_INFORMATION PROVIDED_
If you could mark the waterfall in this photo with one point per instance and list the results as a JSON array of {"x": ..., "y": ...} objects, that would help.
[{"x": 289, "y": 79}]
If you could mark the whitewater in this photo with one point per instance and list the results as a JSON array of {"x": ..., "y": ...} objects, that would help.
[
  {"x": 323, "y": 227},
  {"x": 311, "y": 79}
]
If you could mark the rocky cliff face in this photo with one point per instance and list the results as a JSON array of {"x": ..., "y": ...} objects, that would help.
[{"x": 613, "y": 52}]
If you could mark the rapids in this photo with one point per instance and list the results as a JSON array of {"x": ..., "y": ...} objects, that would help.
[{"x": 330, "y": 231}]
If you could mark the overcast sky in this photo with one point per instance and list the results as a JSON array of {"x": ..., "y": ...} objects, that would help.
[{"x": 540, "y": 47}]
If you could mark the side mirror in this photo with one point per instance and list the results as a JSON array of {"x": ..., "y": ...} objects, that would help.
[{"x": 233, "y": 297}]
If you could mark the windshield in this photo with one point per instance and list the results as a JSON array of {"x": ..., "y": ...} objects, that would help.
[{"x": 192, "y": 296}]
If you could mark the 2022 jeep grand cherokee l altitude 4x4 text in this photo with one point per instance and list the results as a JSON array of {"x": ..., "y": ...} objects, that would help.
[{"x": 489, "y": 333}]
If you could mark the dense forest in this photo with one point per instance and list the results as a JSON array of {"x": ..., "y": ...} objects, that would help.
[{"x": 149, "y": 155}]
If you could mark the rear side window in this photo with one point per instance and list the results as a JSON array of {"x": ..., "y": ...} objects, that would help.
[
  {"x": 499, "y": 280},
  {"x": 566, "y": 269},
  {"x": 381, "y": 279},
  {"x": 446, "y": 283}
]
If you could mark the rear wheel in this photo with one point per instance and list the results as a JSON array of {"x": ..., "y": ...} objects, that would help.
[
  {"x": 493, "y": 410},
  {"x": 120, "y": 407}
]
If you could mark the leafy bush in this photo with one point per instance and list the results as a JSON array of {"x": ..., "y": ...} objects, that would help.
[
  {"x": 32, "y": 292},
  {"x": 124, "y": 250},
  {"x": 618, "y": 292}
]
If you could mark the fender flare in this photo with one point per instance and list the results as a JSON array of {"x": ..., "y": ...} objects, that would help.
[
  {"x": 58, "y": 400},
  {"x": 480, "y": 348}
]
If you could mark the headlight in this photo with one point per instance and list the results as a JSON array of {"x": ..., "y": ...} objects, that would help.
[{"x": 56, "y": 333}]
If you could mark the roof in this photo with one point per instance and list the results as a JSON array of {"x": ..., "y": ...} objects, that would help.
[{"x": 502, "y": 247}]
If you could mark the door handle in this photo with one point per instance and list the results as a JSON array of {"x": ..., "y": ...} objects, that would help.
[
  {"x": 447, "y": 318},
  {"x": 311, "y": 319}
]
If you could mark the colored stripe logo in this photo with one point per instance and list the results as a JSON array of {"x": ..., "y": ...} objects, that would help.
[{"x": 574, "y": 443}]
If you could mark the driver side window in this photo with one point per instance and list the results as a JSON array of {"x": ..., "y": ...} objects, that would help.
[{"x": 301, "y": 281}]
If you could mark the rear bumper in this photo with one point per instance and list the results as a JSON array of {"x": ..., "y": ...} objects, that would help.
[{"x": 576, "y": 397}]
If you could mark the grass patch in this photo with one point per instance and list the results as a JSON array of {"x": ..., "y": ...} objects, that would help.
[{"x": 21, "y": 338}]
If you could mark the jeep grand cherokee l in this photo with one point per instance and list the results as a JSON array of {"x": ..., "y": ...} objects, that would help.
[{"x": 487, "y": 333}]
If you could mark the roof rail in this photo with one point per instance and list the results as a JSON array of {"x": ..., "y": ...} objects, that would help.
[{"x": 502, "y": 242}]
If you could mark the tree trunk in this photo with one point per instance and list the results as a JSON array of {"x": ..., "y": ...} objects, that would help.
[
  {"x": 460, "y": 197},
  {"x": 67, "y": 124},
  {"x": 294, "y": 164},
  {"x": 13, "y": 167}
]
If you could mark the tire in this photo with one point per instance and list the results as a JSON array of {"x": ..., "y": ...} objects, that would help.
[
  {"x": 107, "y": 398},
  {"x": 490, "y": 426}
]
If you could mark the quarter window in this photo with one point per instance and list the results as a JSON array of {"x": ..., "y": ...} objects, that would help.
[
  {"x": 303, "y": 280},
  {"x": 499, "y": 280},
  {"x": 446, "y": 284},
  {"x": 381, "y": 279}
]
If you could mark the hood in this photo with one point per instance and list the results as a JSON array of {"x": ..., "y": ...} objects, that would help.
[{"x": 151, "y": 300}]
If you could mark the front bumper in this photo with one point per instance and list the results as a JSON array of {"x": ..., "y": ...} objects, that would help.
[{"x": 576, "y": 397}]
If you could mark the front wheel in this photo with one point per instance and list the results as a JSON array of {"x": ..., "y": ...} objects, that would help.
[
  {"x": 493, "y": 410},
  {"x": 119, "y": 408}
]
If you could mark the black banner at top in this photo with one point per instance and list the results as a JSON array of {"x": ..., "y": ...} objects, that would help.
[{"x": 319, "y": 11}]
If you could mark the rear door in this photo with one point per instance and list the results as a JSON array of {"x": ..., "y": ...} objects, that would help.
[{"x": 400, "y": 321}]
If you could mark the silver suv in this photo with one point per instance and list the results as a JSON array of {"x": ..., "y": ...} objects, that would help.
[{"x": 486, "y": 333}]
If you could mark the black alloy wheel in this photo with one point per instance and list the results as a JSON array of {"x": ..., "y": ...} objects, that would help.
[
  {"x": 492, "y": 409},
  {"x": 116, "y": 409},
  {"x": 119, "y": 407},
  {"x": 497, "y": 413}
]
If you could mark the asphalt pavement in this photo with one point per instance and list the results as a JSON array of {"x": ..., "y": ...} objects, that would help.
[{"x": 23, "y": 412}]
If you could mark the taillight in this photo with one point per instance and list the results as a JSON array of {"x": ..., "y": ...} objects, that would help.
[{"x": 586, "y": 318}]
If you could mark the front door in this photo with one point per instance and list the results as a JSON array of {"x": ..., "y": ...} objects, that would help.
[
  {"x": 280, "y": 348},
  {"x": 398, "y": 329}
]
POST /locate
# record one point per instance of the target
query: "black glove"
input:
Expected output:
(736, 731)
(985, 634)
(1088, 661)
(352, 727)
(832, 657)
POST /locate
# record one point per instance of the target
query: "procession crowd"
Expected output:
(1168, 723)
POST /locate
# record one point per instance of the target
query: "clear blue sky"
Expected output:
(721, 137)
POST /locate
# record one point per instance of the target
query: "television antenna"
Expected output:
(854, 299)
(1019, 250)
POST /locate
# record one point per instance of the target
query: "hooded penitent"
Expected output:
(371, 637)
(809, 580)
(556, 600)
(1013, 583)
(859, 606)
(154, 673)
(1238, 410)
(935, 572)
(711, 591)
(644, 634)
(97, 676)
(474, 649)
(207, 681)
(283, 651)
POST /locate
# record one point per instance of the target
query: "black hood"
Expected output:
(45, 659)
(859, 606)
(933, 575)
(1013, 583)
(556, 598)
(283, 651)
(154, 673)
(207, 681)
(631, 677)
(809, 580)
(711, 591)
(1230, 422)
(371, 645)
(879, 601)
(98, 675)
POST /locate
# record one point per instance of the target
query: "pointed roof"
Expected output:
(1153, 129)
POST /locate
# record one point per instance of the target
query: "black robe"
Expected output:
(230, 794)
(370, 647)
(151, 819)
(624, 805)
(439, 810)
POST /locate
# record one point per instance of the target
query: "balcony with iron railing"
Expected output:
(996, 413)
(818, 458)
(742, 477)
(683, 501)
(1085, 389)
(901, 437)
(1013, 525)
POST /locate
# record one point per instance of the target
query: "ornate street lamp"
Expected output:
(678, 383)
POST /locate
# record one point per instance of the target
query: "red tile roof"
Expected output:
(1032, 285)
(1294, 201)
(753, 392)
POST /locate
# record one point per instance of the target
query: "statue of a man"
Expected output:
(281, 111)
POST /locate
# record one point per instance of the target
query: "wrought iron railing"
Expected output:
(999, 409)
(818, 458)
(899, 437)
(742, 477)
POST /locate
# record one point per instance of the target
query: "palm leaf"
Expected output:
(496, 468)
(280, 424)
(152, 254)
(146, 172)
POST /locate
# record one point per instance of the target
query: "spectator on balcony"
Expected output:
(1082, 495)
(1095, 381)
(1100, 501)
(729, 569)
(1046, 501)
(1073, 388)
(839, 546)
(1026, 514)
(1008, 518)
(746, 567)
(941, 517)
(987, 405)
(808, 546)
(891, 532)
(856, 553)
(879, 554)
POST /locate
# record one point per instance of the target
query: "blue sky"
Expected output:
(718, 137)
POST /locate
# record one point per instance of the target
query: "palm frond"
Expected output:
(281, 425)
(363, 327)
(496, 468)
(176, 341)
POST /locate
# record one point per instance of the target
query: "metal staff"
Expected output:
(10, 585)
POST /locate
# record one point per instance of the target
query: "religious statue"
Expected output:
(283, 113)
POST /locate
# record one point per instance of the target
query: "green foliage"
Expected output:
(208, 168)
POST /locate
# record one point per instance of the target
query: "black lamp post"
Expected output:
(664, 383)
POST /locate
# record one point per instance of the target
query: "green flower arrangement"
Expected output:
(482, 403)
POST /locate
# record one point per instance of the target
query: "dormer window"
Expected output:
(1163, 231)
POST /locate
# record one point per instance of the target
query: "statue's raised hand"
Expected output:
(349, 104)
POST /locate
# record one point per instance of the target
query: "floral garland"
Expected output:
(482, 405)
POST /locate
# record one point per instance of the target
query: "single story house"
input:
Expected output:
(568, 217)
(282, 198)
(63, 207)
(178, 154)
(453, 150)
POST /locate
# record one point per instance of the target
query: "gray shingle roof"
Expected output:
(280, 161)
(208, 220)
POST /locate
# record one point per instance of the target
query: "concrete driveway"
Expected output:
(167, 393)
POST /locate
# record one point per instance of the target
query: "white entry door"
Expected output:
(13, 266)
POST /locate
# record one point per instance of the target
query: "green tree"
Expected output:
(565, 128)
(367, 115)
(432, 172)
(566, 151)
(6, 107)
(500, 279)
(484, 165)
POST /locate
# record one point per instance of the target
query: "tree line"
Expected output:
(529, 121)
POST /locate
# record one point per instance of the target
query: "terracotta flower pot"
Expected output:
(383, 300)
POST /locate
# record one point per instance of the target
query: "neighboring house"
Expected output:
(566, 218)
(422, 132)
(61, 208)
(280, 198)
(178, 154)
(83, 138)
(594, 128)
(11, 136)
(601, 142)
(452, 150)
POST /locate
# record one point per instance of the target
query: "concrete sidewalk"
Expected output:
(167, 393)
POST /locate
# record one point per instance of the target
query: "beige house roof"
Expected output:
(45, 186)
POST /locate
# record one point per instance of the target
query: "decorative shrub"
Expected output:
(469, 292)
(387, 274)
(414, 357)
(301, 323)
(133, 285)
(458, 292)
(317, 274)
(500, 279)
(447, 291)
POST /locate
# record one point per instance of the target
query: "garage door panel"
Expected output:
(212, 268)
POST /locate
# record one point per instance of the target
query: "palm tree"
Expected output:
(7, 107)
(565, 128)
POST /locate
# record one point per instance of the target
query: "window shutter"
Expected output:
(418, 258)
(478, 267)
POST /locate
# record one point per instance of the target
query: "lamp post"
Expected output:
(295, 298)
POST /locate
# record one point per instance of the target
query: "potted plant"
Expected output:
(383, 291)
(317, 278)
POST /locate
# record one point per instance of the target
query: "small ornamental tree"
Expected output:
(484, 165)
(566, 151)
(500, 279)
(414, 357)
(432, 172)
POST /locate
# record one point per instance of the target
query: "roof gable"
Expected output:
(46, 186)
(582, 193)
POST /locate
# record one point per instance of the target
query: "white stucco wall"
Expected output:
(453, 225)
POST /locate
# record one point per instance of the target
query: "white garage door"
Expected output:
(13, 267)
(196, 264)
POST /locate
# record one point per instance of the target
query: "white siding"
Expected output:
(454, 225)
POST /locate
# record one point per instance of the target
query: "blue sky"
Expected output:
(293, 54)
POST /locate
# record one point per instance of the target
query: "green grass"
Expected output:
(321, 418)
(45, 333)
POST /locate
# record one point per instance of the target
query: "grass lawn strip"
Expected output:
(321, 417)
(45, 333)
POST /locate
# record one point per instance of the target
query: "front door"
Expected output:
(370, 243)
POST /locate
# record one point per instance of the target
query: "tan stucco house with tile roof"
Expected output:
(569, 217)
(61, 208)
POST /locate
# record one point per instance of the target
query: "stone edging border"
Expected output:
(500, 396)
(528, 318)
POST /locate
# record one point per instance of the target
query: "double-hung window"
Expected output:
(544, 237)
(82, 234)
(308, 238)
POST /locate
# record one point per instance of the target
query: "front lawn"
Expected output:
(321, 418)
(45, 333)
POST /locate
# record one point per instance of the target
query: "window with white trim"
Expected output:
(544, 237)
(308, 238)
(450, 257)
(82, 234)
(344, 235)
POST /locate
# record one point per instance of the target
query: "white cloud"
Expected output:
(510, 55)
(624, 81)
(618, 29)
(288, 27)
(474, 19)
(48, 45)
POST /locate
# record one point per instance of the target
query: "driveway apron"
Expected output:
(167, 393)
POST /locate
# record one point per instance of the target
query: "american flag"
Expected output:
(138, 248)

_EXERCISE DESCRIPTION_
Pull out each line of the rows above that contains the string "driveway", and copy each such line unchanged.

_SOLUTION FOR THIS PROBLEM_
query: "concrete driveway"
query: "driveway apron"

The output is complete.